──────── Record set ────────

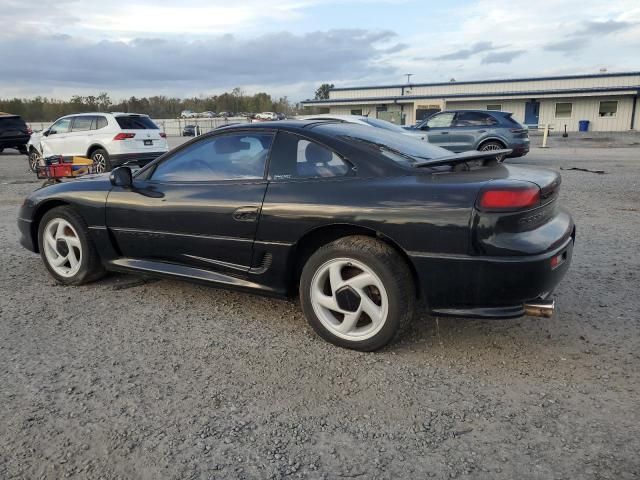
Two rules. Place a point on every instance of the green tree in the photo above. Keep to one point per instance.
(322, 93)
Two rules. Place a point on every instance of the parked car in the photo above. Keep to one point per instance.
(364, 120)
(484, 130)
(109, 139)
(14, 133)
(361, 222)
(189, 131)
(266, 116)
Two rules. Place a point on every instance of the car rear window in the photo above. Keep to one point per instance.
(136, 122)
(13, 122)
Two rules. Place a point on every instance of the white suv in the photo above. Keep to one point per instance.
(109, 139)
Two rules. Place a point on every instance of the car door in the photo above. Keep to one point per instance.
(469, 128)
(54, 140)
(199, 207)
(78, 139)
(439, 129)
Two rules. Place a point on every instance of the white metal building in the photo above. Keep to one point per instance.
(609, 101)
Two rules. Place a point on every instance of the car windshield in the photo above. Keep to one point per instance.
(392, 127)
(396, 146)
(136, 122)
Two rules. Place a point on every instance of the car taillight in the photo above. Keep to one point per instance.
(505, 199)
(124, 136)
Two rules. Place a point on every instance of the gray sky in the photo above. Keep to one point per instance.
(289, 47)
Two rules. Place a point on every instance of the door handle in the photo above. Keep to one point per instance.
(246, 214)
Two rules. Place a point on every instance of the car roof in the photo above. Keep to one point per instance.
(329, 116)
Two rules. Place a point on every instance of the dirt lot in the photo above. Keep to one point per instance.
(163, 379)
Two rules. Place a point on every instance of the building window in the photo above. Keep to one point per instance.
(608, 108)
(563, 110)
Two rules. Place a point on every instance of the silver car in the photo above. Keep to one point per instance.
(484, 130)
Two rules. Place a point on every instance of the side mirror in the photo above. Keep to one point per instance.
(121, 177)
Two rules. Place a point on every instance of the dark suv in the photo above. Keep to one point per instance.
(463, 130)
(14, 133)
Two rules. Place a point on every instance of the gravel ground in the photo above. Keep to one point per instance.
(129, 378)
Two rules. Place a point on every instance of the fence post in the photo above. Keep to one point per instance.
(545, 135)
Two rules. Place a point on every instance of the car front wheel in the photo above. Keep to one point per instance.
(357, 292)
(66, 248)
(101, 161)
(490, 146)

────────

▶ **The exercise**: Starting at the line that contains "Two rules. Place a point on every instance of the side" and continuing through the end of the listing, express those lines as a JSON list of strings. Give one string per line and leave out blank lines.

▶ **Task output**:
[
  "Two rules. Place a point on every instance of the side mirror in the photo above. Keep to one point per instance.",
  "(121, 177)",
  "Two rules. Place a point on every instance of the dark suv in the photo above. Keep to one point per instance.",
  "(463, 130)",
  "(14, 133)",
  "Two rules. Place a point on every instance of the gravel ground in the photo above. Keep to one point per instance.",
  "(129, 378)",
  "Two rules. Place a point on every instance of the fence post in the photo above. Keep to one point per instance.",
  "(545, 135)",
  "Two rules. Place a point on every instance of the car front wheel in the photo above. Keep to one point per instance.",
  "(357, 292)",
  "(66, 248)",
  "(101, 161)",
  "(490, 146)"
]